### [EXCERPT PROVIDED]
^^^^^^^^^^^^^^^^
The end of a relationship isn't necessarily the end of shared financial responsibilities. Here's what to know about your credit after divorce.
This post comes from Gerri Detweiler at partner site Credit.com.
The day you find out your divorce is final may either feel like one of the worst days of your life or a cause for celebration, depending on whether you wanted to stay or go. Either way, it may not be truly over.
In fact, you may still have months — even years — of work ahead of you to clean up the financial detritus of your marriage.
In a recent survey of divorced individuals by Credit.com, 40 percent of respondents said it took them more than six months to separate finances, and for 11 percent of them, it took more than three years.
If you are thinking of splitting up, or have already done so, and you want to move on as quickly as possible (creditwise, at least), here are some steps that can make the process a little easier and faster.
^^^^^^^^^^^^^^^^
### [PROBLEMS TO WORK ON]
- A) Reproduce the portion of the passage on credit after divorce between "In a recent" and "easier and faster.", inclusive.
- B) Extend the passage on credit after divorce with the section that would follow its last sentence.

Saved entries:
^^^^^^^^^^^^^^^^
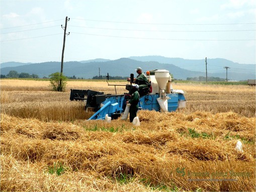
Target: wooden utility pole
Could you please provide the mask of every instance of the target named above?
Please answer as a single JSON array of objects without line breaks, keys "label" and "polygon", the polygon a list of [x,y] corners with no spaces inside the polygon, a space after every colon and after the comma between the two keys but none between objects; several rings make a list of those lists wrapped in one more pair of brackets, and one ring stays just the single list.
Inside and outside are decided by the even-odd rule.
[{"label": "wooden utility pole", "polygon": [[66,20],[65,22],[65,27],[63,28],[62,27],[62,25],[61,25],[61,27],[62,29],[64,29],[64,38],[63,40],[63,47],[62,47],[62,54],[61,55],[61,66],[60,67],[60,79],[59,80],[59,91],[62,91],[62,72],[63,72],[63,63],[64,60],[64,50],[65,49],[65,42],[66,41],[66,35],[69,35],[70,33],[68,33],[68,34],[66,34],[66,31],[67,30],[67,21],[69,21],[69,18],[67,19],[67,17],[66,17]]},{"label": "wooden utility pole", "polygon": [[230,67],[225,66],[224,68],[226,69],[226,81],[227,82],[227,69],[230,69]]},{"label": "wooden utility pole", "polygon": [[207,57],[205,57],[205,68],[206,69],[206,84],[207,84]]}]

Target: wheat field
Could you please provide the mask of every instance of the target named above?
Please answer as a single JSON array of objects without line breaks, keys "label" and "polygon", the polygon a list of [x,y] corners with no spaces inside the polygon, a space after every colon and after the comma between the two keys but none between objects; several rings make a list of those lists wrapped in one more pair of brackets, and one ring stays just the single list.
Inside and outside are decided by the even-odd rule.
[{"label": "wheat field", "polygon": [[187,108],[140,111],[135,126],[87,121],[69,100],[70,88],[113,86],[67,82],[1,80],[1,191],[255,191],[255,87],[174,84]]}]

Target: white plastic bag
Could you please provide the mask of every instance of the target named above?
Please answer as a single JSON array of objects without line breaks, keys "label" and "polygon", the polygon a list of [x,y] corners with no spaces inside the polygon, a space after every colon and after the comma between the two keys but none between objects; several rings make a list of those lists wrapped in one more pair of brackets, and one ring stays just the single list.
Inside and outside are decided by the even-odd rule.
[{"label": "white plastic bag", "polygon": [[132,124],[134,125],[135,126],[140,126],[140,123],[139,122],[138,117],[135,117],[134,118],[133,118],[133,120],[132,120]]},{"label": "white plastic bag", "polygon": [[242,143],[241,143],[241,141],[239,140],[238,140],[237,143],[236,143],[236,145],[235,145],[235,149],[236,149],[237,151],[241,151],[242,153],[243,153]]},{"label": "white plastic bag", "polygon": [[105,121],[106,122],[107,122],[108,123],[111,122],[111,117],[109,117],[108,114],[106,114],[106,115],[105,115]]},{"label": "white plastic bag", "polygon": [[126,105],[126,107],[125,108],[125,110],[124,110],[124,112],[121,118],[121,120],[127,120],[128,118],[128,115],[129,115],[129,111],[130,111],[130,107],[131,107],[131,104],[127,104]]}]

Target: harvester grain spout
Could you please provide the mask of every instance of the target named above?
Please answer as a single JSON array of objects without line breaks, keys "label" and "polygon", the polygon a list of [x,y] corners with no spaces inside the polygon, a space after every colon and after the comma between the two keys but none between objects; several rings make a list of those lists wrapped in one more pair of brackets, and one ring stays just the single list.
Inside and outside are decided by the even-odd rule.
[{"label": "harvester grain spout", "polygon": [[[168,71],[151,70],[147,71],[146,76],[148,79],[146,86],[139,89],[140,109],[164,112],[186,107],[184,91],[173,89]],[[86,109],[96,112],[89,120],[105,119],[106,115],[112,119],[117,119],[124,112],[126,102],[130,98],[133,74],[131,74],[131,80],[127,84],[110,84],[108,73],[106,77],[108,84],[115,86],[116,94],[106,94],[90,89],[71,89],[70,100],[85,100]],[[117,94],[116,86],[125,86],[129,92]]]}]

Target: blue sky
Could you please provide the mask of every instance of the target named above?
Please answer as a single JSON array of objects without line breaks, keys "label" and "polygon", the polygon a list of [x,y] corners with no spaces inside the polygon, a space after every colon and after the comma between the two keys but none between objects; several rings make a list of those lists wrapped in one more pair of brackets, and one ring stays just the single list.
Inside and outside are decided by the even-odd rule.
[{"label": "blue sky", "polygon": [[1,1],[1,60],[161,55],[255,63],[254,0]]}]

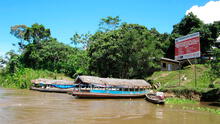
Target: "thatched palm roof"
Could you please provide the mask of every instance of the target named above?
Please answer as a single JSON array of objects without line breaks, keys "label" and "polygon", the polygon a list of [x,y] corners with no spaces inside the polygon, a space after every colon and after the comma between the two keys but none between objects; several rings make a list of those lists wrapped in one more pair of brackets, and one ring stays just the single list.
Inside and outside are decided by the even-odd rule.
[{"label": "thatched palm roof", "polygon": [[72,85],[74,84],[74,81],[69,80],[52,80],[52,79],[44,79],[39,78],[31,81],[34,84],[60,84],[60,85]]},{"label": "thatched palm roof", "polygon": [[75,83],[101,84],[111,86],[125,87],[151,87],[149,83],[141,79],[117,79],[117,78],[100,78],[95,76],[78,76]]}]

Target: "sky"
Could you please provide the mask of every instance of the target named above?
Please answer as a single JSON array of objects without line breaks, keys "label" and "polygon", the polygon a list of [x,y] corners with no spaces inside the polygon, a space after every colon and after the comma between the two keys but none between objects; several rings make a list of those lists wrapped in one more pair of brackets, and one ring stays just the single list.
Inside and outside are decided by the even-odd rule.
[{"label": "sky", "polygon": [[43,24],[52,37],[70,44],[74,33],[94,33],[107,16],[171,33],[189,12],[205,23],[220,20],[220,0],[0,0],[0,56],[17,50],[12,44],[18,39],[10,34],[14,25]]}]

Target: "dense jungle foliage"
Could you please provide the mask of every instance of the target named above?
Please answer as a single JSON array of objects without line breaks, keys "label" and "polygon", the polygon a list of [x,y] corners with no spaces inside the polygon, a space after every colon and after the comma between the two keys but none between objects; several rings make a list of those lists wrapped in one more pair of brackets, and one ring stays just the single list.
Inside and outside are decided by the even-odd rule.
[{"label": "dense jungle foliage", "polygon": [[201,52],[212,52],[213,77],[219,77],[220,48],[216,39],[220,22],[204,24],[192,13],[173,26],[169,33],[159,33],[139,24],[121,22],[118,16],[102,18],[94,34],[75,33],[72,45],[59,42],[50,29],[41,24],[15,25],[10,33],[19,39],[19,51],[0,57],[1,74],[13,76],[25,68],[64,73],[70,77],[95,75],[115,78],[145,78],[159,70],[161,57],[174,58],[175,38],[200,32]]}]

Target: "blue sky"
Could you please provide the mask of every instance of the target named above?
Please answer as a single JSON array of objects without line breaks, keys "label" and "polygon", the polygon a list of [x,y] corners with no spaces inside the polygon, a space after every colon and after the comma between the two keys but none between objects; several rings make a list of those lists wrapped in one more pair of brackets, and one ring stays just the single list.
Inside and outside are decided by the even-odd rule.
^^^^^^^^^^^^^^^^
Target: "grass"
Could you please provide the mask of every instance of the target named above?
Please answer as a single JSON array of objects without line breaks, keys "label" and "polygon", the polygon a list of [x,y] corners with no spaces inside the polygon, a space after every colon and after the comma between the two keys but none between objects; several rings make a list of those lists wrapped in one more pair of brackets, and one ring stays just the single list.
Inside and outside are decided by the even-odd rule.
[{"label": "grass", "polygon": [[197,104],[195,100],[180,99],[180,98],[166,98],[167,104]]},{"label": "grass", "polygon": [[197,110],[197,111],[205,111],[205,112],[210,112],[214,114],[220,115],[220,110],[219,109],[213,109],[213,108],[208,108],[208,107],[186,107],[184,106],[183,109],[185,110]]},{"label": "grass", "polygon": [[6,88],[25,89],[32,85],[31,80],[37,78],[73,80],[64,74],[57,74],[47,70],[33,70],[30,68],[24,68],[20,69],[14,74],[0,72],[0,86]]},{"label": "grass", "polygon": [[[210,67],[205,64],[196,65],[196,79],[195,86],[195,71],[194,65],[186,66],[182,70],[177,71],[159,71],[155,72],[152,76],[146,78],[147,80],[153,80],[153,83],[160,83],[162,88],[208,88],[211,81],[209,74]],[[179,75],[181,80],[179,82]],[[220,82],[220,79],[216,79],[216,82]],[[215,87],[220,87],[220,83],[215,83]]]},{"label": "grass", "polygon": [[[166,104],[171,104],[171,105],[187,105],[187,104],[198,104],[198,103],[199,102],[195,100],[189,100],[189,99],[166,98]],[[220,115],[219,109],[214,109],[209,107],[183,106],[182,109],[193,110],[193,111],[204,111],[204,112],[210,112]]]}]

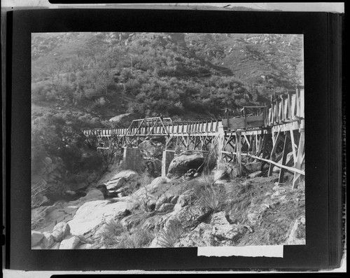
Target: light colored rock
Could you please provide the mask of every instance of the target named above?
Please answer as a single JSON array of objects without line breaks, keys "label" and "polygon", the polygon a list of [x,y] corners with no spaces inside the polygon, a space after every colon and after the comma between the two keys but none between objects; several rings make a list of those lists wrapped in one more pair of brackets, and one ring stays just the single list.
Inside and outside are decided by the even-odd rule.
^^^^^^^^^^^^^^^^
### [RESPONSES TO THE TASKS]
- A)
In a recent survey of divorced individuals by Credit.com, 40 percent of respondents said it took them more than six months to separate finances, and for 11 percent of them, it took more than three years.
If you are thinking of splitting up, or have already done so, and you want to move on as quickly as possible (creditwise, at least), here are some steps that can make the process a little easier and faster.

- B)
Review your reports
Get your free annual credit reports from each of the three major credit reporting agencies. Reviewing your credit reports isn’t just a suggestion; it’s essential. You need to understand exactly what’s on there and your legal responsibility for all accounts listed.
Are those accounts individual or joint accounts, or are you just an authorized user? It is important to understand your legal responsibility for each one of them.
Account for joint accounts
Closing out joint accounts at the first sign of trouble in your relationship can be a wise move. As long as joint accounts remain open, you are fully responsible for any and all charges made by you and your ex (or soon-to-be ex).
If you’ve already parted ways, you need to have a plan for handling balances left on any joint debts. Do not assume that just because the divorce decree says he or she must pay some or all of those balances that you are off the hook. You are still bound by the agreement you both made when you opened the account.
Monitor your credit monthly
Divorce doesn’t automatically hurt your credit. In the Credit.com survey, not quite half — 46 percent — of respondents said their credit scores improved somewhat or significantly after their divorce. But a significant number did report that their scores dropped. The survey asked:
Which statement best describes how your credit scores have changed since your divorce?
- Significantly worse — 19 percent.
- Somewhat worse — 12 percent.
- Somewhat better — 16 percent.
- Significantly better — 30 percent.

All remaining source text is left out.